■ **Task to carry out**
Every line in the listing is to be echoed verbatim.

■ **Source information**
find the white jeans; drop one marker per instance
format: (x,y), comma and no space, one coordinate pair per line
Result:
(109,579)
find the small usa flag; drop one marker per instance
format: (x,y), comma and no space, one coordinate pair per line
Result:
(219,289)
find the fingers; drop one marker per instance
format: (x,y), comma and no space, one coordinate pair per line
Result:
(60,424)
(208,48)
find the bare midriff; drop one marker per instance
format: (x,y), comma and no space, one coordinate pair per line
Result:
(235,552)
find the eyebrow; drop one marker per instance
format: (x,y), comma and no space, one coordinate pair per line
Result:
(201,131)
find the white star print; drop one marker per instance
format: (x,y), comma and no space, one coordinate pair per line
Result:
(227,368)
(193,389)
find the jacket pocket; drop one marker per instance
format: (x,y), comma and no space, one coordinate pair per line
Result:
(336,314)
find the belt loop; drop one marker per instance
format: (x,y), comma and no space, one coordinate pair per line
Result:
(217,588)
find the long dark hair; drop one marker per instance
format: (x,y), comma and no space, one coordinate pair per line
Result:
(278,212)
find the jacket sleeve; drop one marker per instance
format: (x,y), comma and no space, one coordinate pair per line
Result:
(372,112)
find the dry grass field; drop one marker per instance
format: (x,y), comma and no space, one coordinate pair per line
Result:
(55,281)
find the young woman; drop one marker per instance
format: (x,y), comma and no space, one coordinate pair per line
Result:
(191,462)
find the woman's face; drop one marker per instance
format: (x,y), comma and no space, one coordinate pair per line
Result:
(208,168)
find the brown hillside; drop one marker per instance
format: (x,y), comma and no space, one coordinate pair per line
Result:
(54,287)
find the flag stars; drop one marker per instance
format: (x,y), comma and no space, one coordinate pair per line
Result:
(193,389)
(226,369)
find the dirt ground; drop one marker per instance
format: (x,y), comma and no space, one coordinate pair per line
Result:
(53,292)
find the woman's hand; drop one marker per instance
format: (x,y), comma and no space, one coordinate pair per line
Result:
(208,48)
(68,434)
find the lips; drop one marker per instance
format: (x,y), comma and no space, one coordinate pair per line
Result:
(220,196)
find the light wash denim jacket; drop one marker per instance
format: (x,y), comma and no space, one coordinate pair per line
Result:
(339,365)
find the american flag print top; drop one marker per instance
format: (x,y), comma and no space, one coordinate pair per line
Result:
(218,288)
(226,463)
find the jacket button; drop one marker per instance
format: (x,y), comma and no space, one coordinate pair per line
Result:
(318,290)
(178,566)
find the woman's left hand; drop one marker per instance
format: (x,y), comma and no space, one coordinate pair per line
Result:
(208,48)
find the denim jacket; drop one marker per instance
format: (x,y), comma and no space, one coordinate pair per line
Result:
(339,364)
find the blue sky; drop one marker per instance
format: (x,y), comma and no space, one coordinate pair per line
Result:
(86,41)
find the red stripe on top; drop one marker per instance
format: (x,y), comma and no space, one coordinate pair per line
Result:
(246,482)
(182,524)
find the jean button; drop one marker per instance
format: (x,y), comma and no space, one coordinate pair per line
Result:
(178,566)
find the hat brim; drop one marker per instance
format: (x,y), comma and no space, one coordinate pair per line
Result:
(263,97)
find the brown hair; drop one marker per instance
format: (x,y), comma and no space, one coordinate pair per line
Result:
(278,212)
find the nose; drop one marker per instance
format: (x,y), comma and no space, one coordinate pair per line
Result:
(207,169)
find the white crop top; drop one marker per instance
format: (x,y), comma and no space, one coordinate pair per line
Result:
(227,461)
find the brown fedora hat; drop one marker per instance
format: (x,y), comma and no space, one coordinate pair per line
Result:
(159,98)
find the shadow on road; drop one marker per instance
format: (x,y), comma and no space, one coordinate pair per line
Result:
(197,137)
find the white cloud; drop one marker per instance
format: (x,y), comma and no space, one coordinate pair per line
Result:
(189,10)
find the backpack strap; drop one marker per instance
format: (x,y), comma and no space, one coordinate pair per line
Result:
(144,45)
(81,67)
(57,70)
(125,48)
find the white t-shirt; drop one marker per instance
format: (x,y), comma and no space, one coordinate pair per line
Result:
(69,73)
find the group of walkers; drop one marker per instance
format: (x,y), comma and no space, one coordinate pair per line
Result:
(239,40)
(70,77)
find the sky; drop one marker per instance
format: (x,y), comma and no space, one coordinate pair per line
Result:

■ **Exercise output**
find the white jeans; drop one marker per instance
format: (x,y), comma and no space, one coordinate pair per line
Result:
(109,579)
find the small usa flag; drop one marker per instance
format: (x,y), comma and no space, one coordinate pair per line
Result:
(219,289)
find the fingers; drop one marker per instance
format: (x,y), comma and no space, one coordinate pair per line
Result:
(60,424)
(208,48)
find the bare midriff; drop one marker per instance
format: (x,y), comma and no space, one coordinate pair per line
Result:
(235,552)
find the eyebrow; drop one marker per instance
format: (x,y), comma and no space, one coordinate pair per line
Result:
(201,131)
find the white star print; drop one marker per instance
format: (x,y), comma and no space, one coordinate pair per line
Result:
(227,368)
(193,389)
find the jacket pocket; drop one marker per instance
format: (x,y), comma and no space, one coordinate pair per line
Result:
(336,314)
find the belt loop; drop one marker per instance
format: (x,y), comma and no space, one coordinate pair per line
Result:
(217,588)
find the long dark hair; drop one marker per instance
format: (x,y), comma and no space, one coordinate pair per line
Result:
(278,212)
find the jacket sleeve; drop one marker per instance
format: (x,y), comma and no space, one coordinate pair per line
Result:
(372,112)
find the dry grass field; drop one marker per instance
format: (x,y), comma and no space, one coordinate pair per line
Result:
(55,281)
find the young woman; drop one marker per instance
format: (x,y), comma and no space, one coordinate pair per line
Result:
(191,462)
find the woman's face; drop one marker per instance
format: (x,y), comma and no space, one coordinate pair per line
Result:
(208,168)
find the brown hillside; drop one marker per instance
format: (x,y), comma and no space, one coordinate pair per line
Result:
(54,287)
find the flag stars; drop one marker per instance
format: (x,y), comma and no space, one coordinate pair per line
Result:
(193,389)
(226,369)
find the dirt ground; drop one marker per instance
format: (x,y), comma and no space, one coordinate pair per line
Result:
(53,292)
find the woman's hand; drop one marker per instance
format: (x,y), comma and no space, one coordinate pair per line
Result:
(208,48)
(68,434)
find the lips; drop one marker per instance
format: (x,y), comma and no space, one coordinate pair per line
Result:
(220,196)
find the light wash denim jacket; drop one marker per instance
format: (x,y), comma and no space, one coordinate pair per line
Result:
(339,365)
find the american flag print top; drop one marker per instance
format: (x,y), comma and no space, one coordinate pair per line
Result:
(218,288)
(226,463)
find the jacket button; drop one marker per instance
format: (x,y), comma and no space, one coordinate pair per line
Result:
(318,290)
(178,566)
find the woman's left hand; drop one marker per instance
format: (x,y), comma and no space, one coordinate pair per line
Result:
(208,48)
find the denim jacket; drop one marker per instance
format: (x,y), comma and no space, one coordinate pair per line
Result:
(339,364)
find the blue sky; drop one marker per instance
format: (x,y), comma and no space, one coordinate pair per line
Result:
(86,41)
find the red stripe on top; drop one marker per instance
format: (x,y), comma and no space, one coordinate pair per line
Result:
(246,482)
(182,524)
find the jean button; drop one marker per instance
format: (x,y), comma and no space, one coordinate pair per line
Result:
(178,566)
find the hat brim; drop one marker per instance
format: (x,y), comma and no space, one coordinate pair per line
Result:
(263,97)
find the brown hair; drop one marker per instance
format: (x,y), comma and no space, one coordinate pair per line
Result:
(278,212)
find the nose; drop one marker per instance
format: (x,y), comma and no space, one coordinate pair per line
Result:
(207,169)
find the white crop top; drop one marker per instance
format: (x,y), comma and no space, one coordinate pair per line
Result:
(227,461)
find the brown fedora hat; drop one marker per instance
format: (x,y), comma and no space, one coordinate pair per line
Result:
(159,98)
find the shadow on road; drop one marker per instance
format: (x,y), comma and no space, one coordinate pair per line
Result:
(197,137)
find the white cloud; drop one marker per instance
format: (x,y), comma and no space, one coordinate pair per line
Result:
(189,10)
find the backpack strap; drop one marker per instance
format: (x,y), comma and no space, one coordinate pair per line
Result:
(144,45)
(81,67)
(57,70)
(125,48)
find the white t-shirt; drop one marker per instance
format: (x,y), comma and no space, one coordinate pair per line
Result:
(69,73)
find the group of walkers; drop one marker per instance
format: (x,y), comma and no space, one coordinate pair per line
Result:
(239,40)
(70,77)
find the sky; drop one marker per instance
format: (x,y), comma and no space, one coordinate pair per line
Result:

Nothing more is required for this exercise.